EXERCISE DESCRIPTION: Gather every line of the records below that contains the string "shirt", treating uppercase and lowercase letters as distinct.

━━ ROWS ━━

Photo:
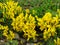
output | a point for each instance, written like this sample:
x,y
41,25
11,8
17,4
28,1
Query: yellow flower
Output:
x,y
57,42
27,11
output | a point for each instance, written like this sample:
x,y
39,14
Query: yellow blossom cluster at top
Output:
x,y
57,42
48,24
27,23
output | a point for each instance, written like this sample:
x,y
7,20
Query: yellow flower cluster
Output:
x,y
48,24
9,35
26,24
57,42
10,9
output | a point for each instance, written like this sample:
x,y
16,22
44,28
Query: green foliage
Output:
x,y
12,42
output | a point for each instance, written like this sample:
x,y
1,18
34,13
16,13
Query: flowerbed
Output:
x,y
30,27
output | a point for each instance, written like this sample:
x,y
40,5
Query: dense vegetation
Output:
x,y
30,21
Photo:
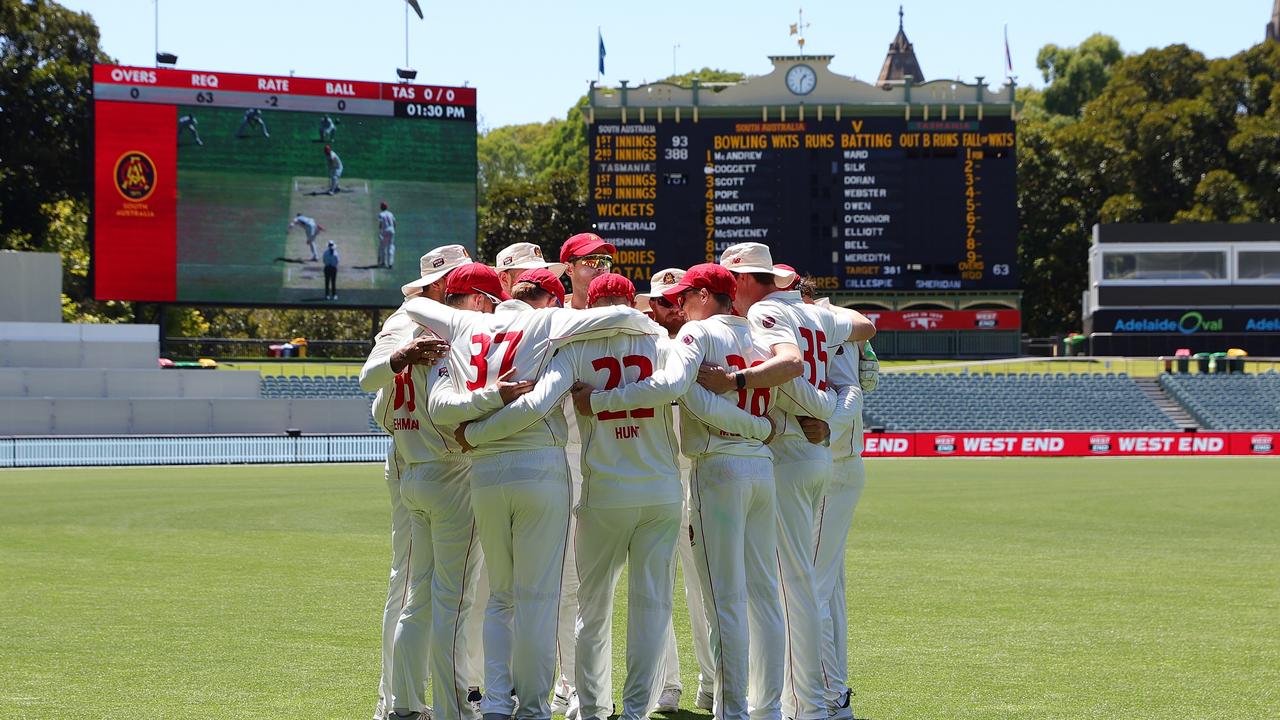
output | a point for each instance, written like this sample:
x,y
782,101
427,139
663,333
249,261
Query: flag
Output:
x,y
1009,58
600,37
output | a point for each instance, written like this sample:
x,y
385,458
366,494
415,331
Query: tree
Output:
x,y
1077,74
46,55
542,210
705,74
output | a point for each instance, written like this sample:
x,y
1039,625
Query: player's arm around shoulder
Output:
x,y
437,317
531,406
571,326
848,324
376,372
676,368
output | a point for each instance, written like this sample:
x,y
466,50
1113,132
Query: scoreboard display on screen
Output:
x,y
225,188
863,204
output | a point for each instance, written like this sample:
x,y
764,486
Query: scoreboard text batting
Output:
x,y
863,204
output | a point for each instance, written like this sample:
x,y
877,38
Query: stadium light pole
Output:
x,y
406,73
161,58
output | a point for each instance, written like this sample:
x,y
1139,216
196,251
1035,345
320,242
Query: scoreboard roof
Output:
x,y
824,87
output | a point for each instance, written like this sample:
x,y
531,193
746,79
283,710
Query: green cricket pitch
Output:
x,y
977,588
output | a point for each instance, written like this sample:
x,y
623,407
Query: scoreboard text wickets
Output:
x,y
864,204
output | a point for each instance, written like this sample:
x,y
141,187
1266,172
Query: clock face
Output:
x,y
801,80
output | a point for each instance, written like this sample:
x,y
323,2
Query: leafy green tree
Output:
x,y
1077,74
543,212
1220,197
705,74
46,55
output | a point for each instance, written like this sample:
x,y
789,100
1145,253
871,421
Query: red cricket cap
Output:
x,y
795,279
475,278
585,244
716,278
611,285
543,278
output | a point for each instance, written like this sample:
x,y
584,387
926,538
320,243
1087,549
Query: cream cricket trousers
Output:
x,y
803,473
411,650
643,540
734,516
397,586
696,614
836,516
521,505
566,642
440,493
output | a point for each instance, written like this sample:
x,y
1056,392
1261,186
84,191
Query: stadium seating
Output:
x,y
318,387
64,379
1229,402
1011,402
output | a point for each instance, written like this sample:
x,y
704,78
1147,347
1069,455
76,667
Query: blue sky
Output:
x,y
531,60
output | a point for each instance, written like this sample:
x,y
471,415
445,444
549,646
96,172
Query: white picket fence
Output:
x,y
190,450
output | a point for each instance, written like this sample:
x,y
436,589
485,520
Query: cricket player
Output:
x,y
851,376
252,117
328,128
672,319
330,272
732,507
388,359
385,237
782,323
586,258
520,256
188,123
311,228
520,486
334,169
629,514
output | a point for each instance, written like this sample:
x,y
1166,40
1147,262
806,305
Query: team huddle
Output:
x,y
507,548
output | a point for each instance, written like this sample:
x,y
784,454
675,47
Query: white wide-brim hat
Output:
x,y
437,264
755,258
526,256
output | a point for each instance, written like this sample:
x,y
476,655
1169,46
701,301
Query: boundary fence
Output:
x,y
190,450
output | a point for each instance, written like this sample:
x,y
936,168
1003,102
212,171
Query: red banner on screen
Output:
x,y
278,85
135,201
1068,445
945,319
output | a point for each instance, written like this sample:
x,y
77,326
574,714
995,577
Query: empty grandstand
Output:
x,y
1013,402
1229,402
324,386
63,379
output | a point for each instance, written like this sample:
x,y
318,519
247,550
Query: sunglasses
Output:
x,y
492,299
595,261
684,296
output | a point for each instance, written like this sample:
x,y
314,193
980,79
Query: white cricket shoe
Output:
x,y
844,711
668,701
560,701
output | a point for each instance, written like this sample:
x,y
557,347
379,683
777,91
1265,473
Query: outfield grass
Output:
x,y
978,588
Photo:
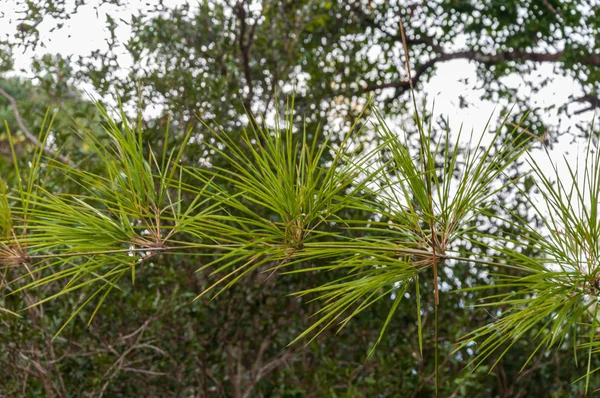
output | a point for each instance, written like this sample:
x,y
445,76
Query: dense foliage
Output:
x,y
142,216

━━━
━━ ROWS ━━

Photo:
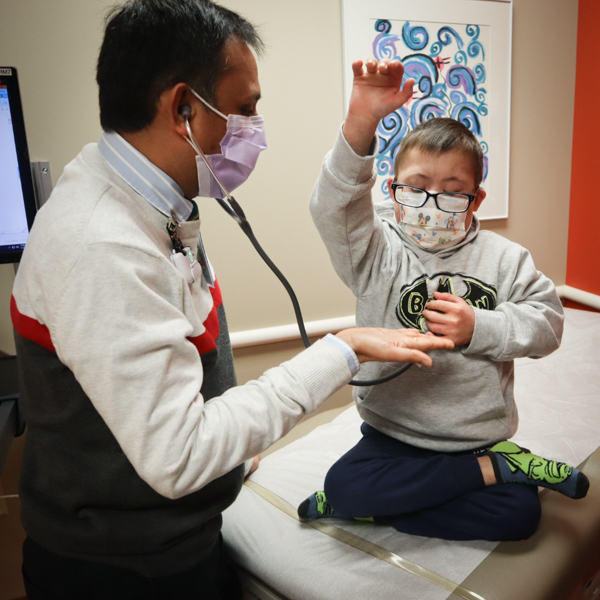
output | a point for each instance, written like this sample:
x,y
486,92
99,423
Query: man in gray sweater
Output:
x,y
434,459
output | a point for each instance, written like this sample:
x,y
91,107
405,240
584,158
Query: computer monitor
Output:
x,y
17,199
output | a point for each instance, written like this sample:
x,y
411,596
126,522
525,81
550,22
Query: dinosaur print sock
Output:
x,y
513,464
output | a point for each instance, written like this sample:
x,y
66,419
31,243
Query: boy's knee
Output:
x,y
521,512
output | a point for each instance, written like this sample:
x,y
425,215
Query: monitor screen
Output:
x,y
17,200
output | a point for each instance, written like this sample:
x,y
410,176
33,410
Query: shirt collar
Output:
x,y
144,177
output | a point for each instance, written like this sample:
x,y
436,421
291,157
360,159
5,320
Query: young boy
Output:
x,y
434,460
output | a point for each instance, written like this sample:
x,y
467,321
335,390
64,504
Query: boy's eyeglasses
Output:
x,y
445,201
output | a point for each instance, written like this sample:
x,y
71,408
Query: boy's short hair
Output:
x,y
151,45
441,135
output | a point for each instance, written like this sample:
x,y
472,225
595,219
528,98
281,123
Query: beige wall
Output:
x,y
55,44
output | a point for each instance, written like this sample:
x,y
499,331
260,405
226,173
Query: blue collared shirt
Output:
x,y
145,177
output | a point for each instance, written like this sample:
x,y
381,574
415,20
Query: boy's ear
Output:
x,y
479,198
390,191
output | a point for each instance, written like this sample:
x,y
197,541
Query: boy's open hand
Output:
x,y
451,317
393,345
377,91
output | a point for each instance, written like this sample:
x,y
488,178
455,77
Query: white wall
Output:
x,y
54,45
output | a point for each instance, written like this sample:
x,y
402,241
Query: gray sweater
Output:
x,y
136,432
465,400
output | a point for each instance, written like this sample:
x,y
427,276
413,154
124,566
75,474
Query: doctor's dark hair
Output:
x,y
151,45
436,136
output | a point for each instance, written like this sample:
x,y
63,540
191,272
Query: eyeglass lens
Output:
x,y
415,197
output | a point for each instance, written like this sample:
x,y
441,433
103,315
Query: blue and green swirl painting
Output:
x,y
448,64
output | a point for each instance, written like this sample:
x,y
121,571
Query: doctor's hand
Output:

━━━

PROBLEM SOLUTION:
Query: shirt collar
Query: blue collared shirt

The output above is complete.